Les volcans gardent leur feu sacré
Expression de volontés souterraines colériques, mais aussi protecteurs et symboles de fertilité, les volcans sont intimement liés aux traditions des populations qui les côtoient.
Les volcans ont toujours été l’habitat privilégié des divinités du feu. Les forges de Vulcain seraient en Italie, sous le Vulcano. Yahvé, dieu hébreu, apparaît dans la Bible comme un volcan, tandis que les Incas craignaient Pachacamac, dieu « sismique » lanceur d’étincelles. Née en 1963, l’île islandaise de Surtsey fut pour sa part baptisée en l’honneur de Surtur, dieu du feu.
La plupart des volcans, vénérés et souvent craints, ont été l’objet de véritables cultes, assortis de pèlerinages et d’offrandes, voire de sacrifices. À la fois destructeurs et générateurs de fertilité, ils imposent à l’homme de vivre avec eux tout en les vénérant, pour les remercier et calmer leurs colères.
Leur personnification est forte, souvent accompagnée de connotations sexuelles et/ou de fécondité. Des peuplades péruviennes considéraient ainsi que le volcan Misti engendrait or, argent et autres métaux parce qu’il était fécondé par l’éclair.
Les volcans sont aussi source d’inspiration artistique ; des représentations d’éruptions existent dès le Néolithique, bien avant toute ébauche de volcanologie (voir repère).
Quelques portraits
Reine des volcans hawaiiens, la déesse Pélé, incarnée par une jeune femme aux longs cheveux, est installée dans un cratère du volcan Kilauea (*). Les hawaiiens lui font de nombreuses offrandes lors de cérémonies annuelles.
L’île grecque de Santorin est associée au mythe de la légendaire Atlantide, décrite par Platon. Une grosse éruption au XVIIe avant J.-C., et le tsunami associé, auraient fait disparaître de Crète la civilisation minoenne pour en sanctionner la décadence (*).
Pour les Massaïs de Tanzanie, le volcan Lengaï représente un véritable dieu vivant, qui leur aurait fourni le bétail. Non loin de là, le sommet du Mawenzi est dentelé car son voisin, le célèbre Kilimandjaro, « excédé par ses demandes répétées pour avoir du feu, lui asséna de grands coups de pilon ».
En Sicile, les coulées de l’Etna seraient les rivières de sang du berger Acis, écrasé par un cyclope pour avoir enlevé la nymphe Galatée. Selon une autre légende, c’est le géant Encelade, enfoui sous l’Etna après s’être révolté contre les dieux, qui provoquerait encore séismes et éruptions. Des processions ont lieu en l’honneur de saints protecteurs italiens : Sainte Agathe face à l’Etna, Saint Janvier pour éviter à Naples les fureurs du Vésuve.
Sur l’île de La Réunion, la Vierge au Parasol protège gens, terres et biens des colères du Piton de la Fournaise. Si une première statue fut emportée par une coulée en 1961, la Vierge actuelle est au cœur d’une grande procession, à l’occasion du 15 août.

(Relevés d'annotation par points)
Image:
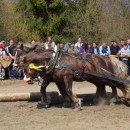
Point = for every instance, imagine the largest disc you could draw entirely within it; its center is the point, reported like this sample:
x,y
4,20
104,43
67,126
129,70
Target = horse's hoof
x,y
40,106
113,100
77,109
66,105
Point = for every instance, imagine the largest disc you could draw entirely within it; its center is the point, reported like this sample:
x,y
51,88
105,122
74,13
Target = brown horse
x,y
95,69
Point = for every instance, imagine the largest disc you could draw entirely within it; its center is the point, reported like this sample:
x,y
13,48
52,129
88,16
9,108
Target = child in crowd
x,y
84,48
125,52
104,50
94,48
72,49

▶ _CONSIGNE 1_:
Répondez aux questions suivantes sur le texte consacré aux volcans :
(a) En quelle année est née l'île islandaise de Surtsey ?
(b) Quelle déesse est installée dans un cratère du volcan Kilauea ?
(c) À quelle date se déroule la grande procession de la Vierge au Parasol à La Réunion ?
▶ _CONSIGNE 2_: Poursuivez le texte sur les volcans et leurs légendes à partir de sa dernière phrase.

▶ _RÉPONSE RÉDIGÉE 1_:
(a) En 1963.
(b) La déesse Pélé.
(c) Le 15 août.

▶ _RÉPONSE RÉDIGÉE 2_:
Les volcans indonésiens furent le théâtre de rites allant jusqu’au sacrifice humain. De nos jours, lors de la fête du « Kesodo », la minorité hindouiste se rassemble au bord du cratère du volcan Bromo (Java) et y jette des offrandes. En même temps, des musulmans, agrippés aux parois du cratère, attrapent au vol cette manne adressée à Brahma (*).
Symbole japonais de pureté et d’éternité, le Fuji-San est sous la tutelle de la déesse Fuji, réputée très jalouse. L’ascension du volcan fut interdite aux femmes jusqu’en 1925. Chaque année, des milliers de pèlerins gravissent son cône parfait.
Nombre de ces traditions liées aux volcans, parfois très anciennes, perdurent encore largement aujourd’hui.
(*) voir Repères
A l’origine de multiples querelles
L’étude des volcans fut elle aussi concernée par des représentations parfois épiques. Dès l’Antiquité, Platon imagine un fleuve de feu souterrain alimentant les volcans, tandis qu’Aristote insiste sur le rôle des vents, dont « les turbulences dans ces montagnes creuses enflamment pierre, soufre et bitume ».
Au XVIIIe, une querelle fit rage entre « neptunistes » et « plutonistes ». Les premiers donnaient une origine marine aux roches volcaniques, issues d’un océan primordial. À l’inverse, les « plutonistes » défendaient l’idée d’une chaleur interne, dont les volcans étaient l’expression en surface et les roches les produits. Le discours religieux de l’époque pencha pour les neptunistes ; ainsi de Bernardin de Saint-Pierre, pour qui les volcans étaient en quelques sortes les « incinérateurs » de la planète après le Déluge, brûlant la matière organique charriée par les fleuves et les courants marins.
Le XIXe verra la théorie des « cratères de soulèvement » engendrer une autre querelle, en prônant l’émergence spontanée des volcans : ceux-ci étaient censés « pousser » d’un bloc par un gonflement terrestre localisé, au lieu de se construire par accumulation de laves !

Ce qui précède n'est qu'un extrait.